**EXERCISE PROMPT**
Each entry that appears below should be restated exactly as it is.

**DATA FOR ANALYSIS**
━━━━━━
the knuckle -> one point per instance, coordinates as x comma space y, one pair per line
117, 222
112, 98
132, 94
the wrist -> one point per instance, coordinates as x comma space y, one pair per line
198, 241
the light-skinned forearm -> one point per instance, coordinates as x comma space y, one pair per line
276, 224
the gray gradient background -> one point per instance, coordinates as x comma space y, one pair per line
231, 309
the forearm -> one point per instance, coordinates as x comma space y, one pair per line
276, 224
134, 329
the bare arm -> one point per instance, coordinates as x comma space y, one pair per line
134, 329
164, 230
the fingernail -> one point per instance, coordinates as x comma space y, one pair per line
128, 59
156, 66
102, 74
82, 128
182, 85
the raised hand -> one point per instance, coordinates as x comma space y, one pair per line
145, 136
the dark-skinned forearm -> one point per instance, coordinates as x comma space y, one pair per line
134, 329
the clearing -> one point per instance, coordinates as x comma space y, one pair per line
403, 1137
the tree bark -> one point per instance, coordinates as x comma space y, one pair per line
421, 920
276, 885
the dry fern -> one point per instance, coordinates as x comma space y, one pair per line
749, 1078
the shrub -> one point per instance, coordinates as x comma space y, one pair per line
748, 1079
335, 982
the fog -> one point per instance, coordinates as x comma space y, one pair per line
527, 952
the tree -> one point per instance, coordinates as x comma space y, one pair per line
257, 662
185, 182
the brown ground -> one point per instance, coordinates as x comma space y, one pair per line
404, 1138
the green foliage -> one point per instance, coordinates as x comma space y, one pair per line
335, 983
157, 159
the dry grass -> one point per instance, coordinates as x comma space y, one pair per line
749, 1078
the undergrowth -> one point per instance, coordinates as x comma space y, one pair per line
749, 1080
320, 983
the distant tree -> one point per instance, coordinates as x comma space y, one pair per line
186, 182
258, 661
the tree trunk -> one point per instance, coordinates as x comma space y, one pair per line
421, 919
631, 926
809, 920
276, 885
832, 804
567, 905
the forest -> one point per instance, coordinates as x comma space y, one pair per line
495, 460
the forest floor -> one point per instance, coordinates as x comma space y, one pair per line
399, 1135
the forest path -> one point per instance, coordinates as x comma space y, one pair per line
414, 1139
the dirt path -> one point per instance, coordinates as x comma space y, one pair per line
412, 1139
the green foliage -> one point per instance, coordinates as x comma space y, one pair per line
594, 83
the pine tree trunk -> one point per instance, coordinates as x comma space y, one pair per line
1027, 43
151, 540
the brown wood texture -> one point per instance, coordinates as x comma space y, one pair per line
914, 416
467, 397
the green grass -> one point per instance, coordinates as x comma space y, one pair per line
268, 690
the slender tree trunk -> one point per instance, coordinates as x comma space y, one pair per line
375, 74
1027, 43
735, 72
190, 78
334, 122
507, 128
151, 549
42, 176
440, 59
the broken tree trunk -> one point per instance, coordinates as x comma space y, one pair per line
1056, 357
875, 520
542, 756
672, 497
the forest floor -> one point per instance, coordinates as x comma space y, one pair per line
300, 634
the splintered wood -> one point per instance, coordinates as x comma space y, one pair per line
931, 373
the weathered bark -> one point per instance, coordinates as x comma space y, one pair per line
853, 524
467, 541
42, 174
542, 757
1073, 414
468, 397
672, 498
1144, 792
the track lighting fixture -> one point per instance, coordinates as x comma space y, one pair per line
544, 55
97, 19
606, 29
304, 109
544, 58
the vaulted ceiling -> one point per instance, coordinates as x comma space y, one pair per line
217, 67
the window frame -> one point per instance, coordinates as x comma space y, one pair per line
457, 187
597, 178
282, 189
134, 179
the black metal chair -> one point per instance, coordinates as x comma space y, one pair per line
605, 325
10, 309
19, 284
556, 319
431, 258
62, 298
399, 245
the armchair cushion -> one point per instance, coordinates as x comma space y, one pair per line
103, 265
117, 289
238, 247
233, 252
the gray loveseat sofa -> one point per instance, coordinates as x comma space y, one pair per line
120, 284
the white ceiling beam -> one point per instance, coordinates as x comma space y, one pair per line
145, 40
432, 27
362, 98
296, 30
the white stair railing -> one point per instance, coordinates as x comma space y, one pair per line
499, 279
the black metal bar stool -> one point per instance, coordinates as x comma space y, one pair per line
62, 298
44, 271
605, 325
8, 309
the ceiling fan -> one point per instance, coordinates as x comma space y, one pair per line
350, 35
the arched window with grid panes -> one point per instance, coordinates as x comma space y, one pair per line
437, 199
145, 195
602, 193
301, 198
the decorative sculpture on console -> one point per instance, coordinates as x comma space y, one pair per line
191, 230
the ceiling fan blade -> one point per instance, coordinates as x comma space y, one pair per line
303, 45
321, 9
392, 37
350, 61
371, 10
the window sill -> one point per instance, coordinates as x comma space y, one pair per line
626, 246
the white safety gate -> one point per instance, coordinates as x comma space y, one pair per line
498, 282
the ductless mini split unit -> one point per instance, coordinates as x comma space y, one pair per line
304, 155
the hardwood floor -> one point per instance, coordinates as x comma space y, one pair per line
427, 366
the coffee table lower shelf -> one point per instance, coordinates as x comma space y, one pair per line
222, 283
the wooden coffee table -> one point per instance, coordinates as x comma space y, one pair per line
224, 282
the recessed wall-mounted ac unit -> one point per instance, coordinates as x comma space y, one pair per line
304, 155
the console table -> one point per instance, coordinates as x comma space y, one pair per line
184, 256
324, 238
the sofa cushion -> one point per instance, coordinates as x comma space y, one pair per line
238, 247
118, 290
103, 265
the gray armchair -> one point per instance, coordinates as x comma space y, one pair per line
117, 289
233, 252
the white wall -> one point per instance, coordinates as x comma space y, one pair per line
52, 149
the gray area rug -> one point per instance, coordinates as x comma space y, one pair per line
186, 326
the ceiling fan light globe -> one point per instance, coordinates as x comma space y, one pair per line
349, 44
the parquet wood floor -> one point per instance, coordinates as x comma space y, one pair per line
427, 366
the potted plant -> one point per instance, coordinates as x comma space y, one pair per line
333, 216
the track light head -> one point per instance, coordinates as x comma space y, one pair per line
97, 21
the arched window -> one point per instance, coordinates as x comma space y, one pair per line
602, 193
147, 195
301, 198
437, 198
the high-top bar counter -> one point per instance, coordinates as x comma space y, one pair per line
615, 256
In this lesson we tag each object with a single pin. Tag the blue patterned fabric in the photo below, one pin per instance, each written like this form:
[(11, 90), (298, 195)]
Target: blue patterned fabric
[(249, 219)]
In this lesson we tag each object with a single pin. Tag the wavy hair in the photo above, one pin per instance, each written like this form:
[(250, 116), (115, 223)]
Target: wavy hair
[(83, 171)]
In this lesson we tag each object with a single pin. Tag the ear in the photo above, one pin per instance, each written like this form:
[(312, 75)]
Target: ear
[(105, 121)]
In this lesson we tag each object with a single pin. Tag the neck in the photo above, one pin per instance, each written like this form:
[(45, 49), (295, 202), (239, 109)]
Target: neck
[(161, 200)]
━━━━━━
**SOLUTION TO THE EXERCISE**
the knuckle -> one point per instance, coordinates as x comma space y, one pair per line
117, 222
112, 98
132, 94
the wrist -> one point per instance, coordinates as x comma space y, one pair per line
198, 241
the light-skinned forearm -> one point per instance, coordinates as x comma space y, one pair per line
276, 224
the gray gradient background -> one point per instance, coordinates as x comma space y, one pair per line
231, 309
the forearm -> one point per instance, coordinates as x comma space y, one pair per line
276, 224
134, 329
the bare arm -> one point per instance, coordinates as x comma space y, one pair per line
134, 329
164, 230
the fingernail -> one point per instance, coordinates as x comma space y, one pair per line
128, 59
156, 66
102, 74
82, 128
182, 85
the raised hand -> one point per instance, coordinates as x comma space y, one pair per line
145, 136
the dark-skinned forearm -> one point per instance, coordinates as x comma space y, one pair per line
134, 329
the clearing -> one point per instance, coordinates as x comma space y, one pair per line
403, 1137
the tree bark -> one point per instance, coordinates as x comma space y, one pair per line
421, 920
276, 885
the dry fern -> one point per instance, coordinates as x comma space y, one pair per line
749, 1078
the shrub -> one point per instance, coordinates as x comma space y, one pair per line
748, 1079
335, 982
the fog -> one point per instance, coordinates as x comma space y, one pair per line
527, 952
the tree -> one point per instance, coordinates as x comma space y, one pair per line
257, 662
185, 182
the brown ground -> one point per instance, coordinates as x comma space y, one pair per line
404, 1138
the green foliage -> one point per instance, coordinates as x comma space y, one pair per line
335, 983
157, 159
the dry grass -> one point per instance, coordinates as x comma space y, one pair per line
749, 1078
the undergrowth -> one point per instance, coordinates as x comma space y, one pair per line
749, 1080
320, 983
the distant tree -> one point per instance, coordinates as x comma space y, one pair per line
186, 182
258, 661
the tree trunk -> one point per instance, coordinates as x comma space y, one pair per line
421, 919
631, 926
809, 920
276, 885
832, 804
567, 905
the forest -> one point per instance, coordinates as x comma space y, one pair per line
495, 460
the forest floor -> one point per instance, coordinates as x comma space y, one pair per line
399, 1135
the forest path -> one point per instance, coordinates as x comma space y, one pair per line
414, 1139
the dirt path -> one point per instance, coordinates as x comma space y, one pair per line
412, 1139
the green foliage -> one point per instance, coordinates as x comma space y, one pair per line
594, 83
the pine tree trunk -> one point per instance, coordinates as x comma space y, one pair per line
1027, 43
151, 540
the brown wood texture -> one point per instance, coordinates as x comma space y, one pair per line
914, 416
467, 397
the green grass -> one point per instance, coordinates as x comma space y, one pair per line
268, 690
the slender tree trunk -> one point per instance, coordinates as x comma space y, one pair per line
375, 74
1027, 43
735, 72
190, 78
334, 122
507, 128
151, 549
42, 176
440, 59
the broken tree trunk -> one point per instance, coordinates as x comma space y, one pair per line
1056, 357
875, 520
542, 756
672, 497
the forest floor -> one point per instance, coordinates as x comma space y, one pair per line
300, 634
the splintered wood -> one point per instance, coordinates as x comma space y, one pair per line
931, 373
the weathered bark -> one point per instance, coordinates as x comma space y, one pair per line
853, 524
467, 541
42, 174
542, 757
1073, 414
468, 397
672, 498
1144, 792
the track lighting fixture -> one point per instance, coordinates as x comma space y, one pair per line
544, 55
97, 19
606, 29
304, 109
544, 58
the vaulted ceiling -> one point per instance, coordinates as x comma space y, one pair per line
217, 67
the window frame -> one point per instance, coordinates as x comma space y, one pair per line
457, 187
597, 178
282, 189
134, 179
the black metal chair -> one point per instance, coordinates as x comma space y, one pair per line
605, 325
10, 309
19, 284
556, 319
431, 258
62, 298
399, 245
the armchair cushion -> one point per instance, coordinates as x comma space y, one pair per line
103, 265
117, 289
238, 247
233, 252
the gray loveseat sofa -> one point per instance, coordinates as x comma space y, one pair per line
120, 284
the white ceiling beam -> one point per instance, coordinates as x comma space y, one pair per line
145, 40
432, 27
362, 98
296, 30
the white stair railing -> one point per instance, coordinates as x comma space y, one pair per line
499, 279
the black metal bar stool -> one point per instance, coordinates as x comma space y, one pair per line
62, 298
44, 271
605, 325
8, 309
the ceiling fan -> one point per instance, coordinates as x comma space y, one pair per line
350, 35
the arched window with grid panes -> one point per instance, coordinates as x comma space y, one pair per line
437, 199
145, 195
602, 193
301, 198
the decorative sculpture on console -> one point per instance, coordinates as x comma space y, one pair per line
191, 230
the ceiling fan blade -> one point per instance, coordinates as x comma space y, one pair per line
303, 45
321, 9
392, 37
350, 61
371, 10
the window sill -> one point per instance, coordinates as x comma space y, one pair per line
626, 246
the white safety gate -> one point per instance, coordinates as x comma space y, one pair per line
498, 282
the ductless mini split unit -> one point per instance, coordinates as x comma space y, one pair per line
304, 155
the hardwood floor -> one point per instance, coordinates as x comma space y, one pair per line
427, 366
the coffee table lower shelf -> one point per instance, coordinates as x comma space y, one pair per line
222, 283
the wooden coffee table -> one point per instance, coordinates as x comma space y, one pair per line
224, 282
the recessed wall-mounted ac unit -> one point per instance, coordinates as x comma space y, one pair per line
304, 155
the console table -> one point per instance, coordinates as x comma space y, one pair per line
184, 256
324, 238
the sofa cushion -> one point per instance, coordinates as x comma space y, one pair per line
238, 247
118, 290
103, 265
the gray armchair -> one point per instance, coordinates as x comma space y, one pair per line
117, 289
233, 252
the white wall -> one point per instance, coordinates as x comma space y, one pair per line
52, 149
the gray area rug -> one point per instance, coordinates as x comma space y, one pair per line
186, 326
the ceiling fan light globe -> one point per instance, coordinates as x comma space y, one pair per line
349, 44
the parquet wood floor -> one point per instance, coordinates as x comma space y, one pair per line
427, 366
the potted plant -> one point per instance, coordinates as x comma space y, one pair per line
333, 216
the track light head -> one point per instance, coordinates as x comma space y, one pair per line
97, 21
the arched window -> one point per instance, coordinates as x comma space y, one pair per line
602, 193
147, 195
301, 198
437, 198
the high-top bar counter -> one point per instance, coordinates as x comma space y, one pair per line
615, 256
In this lesson we tag each object with a single pin. Tag the blue patterned fabric in the photo below, one pin per instance, each written like this form:
[(11, 90), (298, 195)]
Target: blue patterned fabric
[(249, 219)]
In this lesson we tag each object with a single pin. Tag the wavy hair in the photo above, one pin per instance, each written like this form:
[(250, 116), (115, 223)]
Target: wavy hair
[(83, 171)]
In this lesson we tag each object with a single pin. Tag the ear in the photo above, one pin per instance, each written like this form:
[(312, 75)]
Target: ear
[(105, 121)]
In this lesson we tag each object with a single pin. Tag the neck in the photo above, one pin per instance, each written like this form:
[(45, 49), (295, 202), (239, 109)]
Target: neck
[(161, 200)]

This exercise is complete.